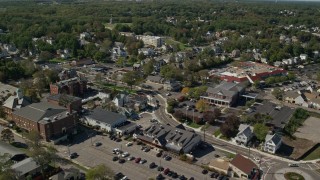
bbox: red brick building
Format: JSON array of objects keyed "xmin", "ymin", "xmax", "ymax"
[
  {"xmin": 12, "ymin": 102, "xmax": 77, "ymax": 141},
  {"xmin": 50, "ymin": 77, "xmax": 87, "ymax": 97}
]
◇ ◇ ◇ ◇ ◇ ◇ ◇
§ **Task details**
Reproduce the records with "brick" swapped for "stone" and nothing else changed. Omit the pictures from your answer.

§ **Answer in full**
bbox: red stone building
Format: JSON array of objects keyed "xmin", "ymin", "xmax", "ymax"
[
  {"xmin": 12, "ymin": 102, "xmax": 77, "ymax": 141},
  {"xmin": 50, "ymin": 77, "xmax": 87, "ymax": 97}
]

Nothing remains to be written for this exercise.